Énoncé A: D'après le document, quel est aujourd'hui le premier geste écolo selon Maud Caillaux ?
Énoncé B: Indiquez si chacune de ces affirmations concorde avec le document, en répondant par oui ou non et en citant les mots décisifs : (i) la mère de la personne interrogée a vécu en Iran ; (ii) selon la citation, l'argent placé à la banque émet moins de CO2 que les autres initiatives ; (iii) la personne interrogée voit de plus en plus d'hirondelles au fil des années.
Énoncé C: Reproduisez à l'identique le passage du document qui s'ouvre sur les mots contenant "Si, sans doute." et se termine par "n’est pas épargnée.".

------ Document ------

L’attachement à votre Bourgogne natale et la rencontre avec Andréa, ne sont-ce pas là les prémices de Green-Got ?

« Certains ont arrêté de prendre l’avion,
d’autres ont cessé de recourir à la voiture au profit du vélo. Ils savent que ça compte et qu’il y a un vrai impact. D’autres sont devenus végétariens, achètent local […]
On est très nombreux à faire des efforts au quotidien pour tenter de minimiser notre
empreinte sur l’environnement.

Problème, subsiste un geste dans notre quotidien qui annule tous les autres et qui émet davantage de CO2 que toutes les
initiatives combinées. Et bien c’est son argent à la banque. Aujourd’hui le
premier geste écolo, c’est changer de banque ! »
Maud Caillaux, lors
de son invitation au
TEDx de Grenoble École
de Management

Si, sans doute. Je suis vraiment très attachée à ma Bourgogne. Ma mère a vécu en Iran, et elle me raconte la chance que cela représente de vivre sur des terres aussi vertes et paisibles. Quand vous grandissez au milieu de la nature, des paysages de l’Auxois, vous avez forcément une enfance heureuse. C’était mon cas. Cet endroit dans lequel j’ai vécu doit rester comme il a toujours été. Problème, à l’échelle de ma courte existence, on ne va pas dans le bon sens. Au fil des années, j’observe des différences immenses. La sècheresse et donc des collines un peu moins vertes. De moins en moins d’hirondelles, et de neige à Noël… Le réchauffement climatique est l’affaire de tous, ma Bourgogne elle non plus n’est pas épargnée.

------ Données fournies ------

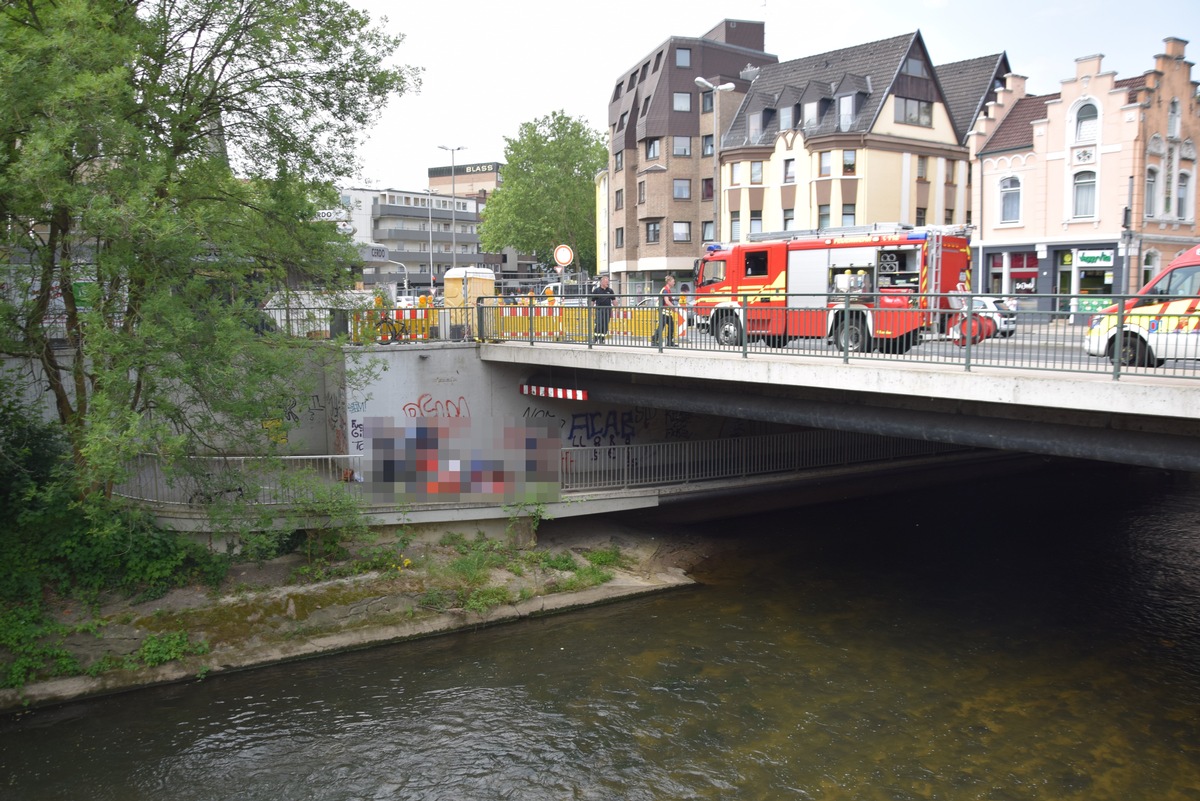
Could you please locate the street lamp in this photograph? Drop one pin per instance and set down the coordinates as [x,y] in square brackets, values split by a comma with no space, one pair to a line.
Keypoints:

------

Bonne réponse A: Changer de banque.

Bonne réponse B:
(i) Oui : « Ma mère a vécu en Iran ».
(ii) Non : « qui émet davantage de CO2 que toutes les initiatives combinées ».
(iii) Non : « De moins en moins d’hirondelles ».

Bonne réponse C:
Si, sans doute. Je suis vraiment très attachée à ma Bourgogne. Ma mère a vécu en Iran, et elle me raconte la chance que cela représente de vivre sur des terres aussi vertes et paisibles. Quand vous grandissez au milieu de la nature, des paysages de l’Auxois, vous avez forcément une enfance heureuse. C’était mon cas. Cet endroit dans lequel j’ai vécu doit rester comme il a toujours été. Problème, à l’échelle de ma courte existence, on ne va pas dans le bon sens. Au fil des années, j’observe des différences immenses. La sècheresse et donc des collines un peu moins vertes. De moins en moins d’hirondelles, et de neige à Noël… Le réchauffement climatique est l’affaire de tous, ma Bourgogne elle non plus n’est pas épargnée.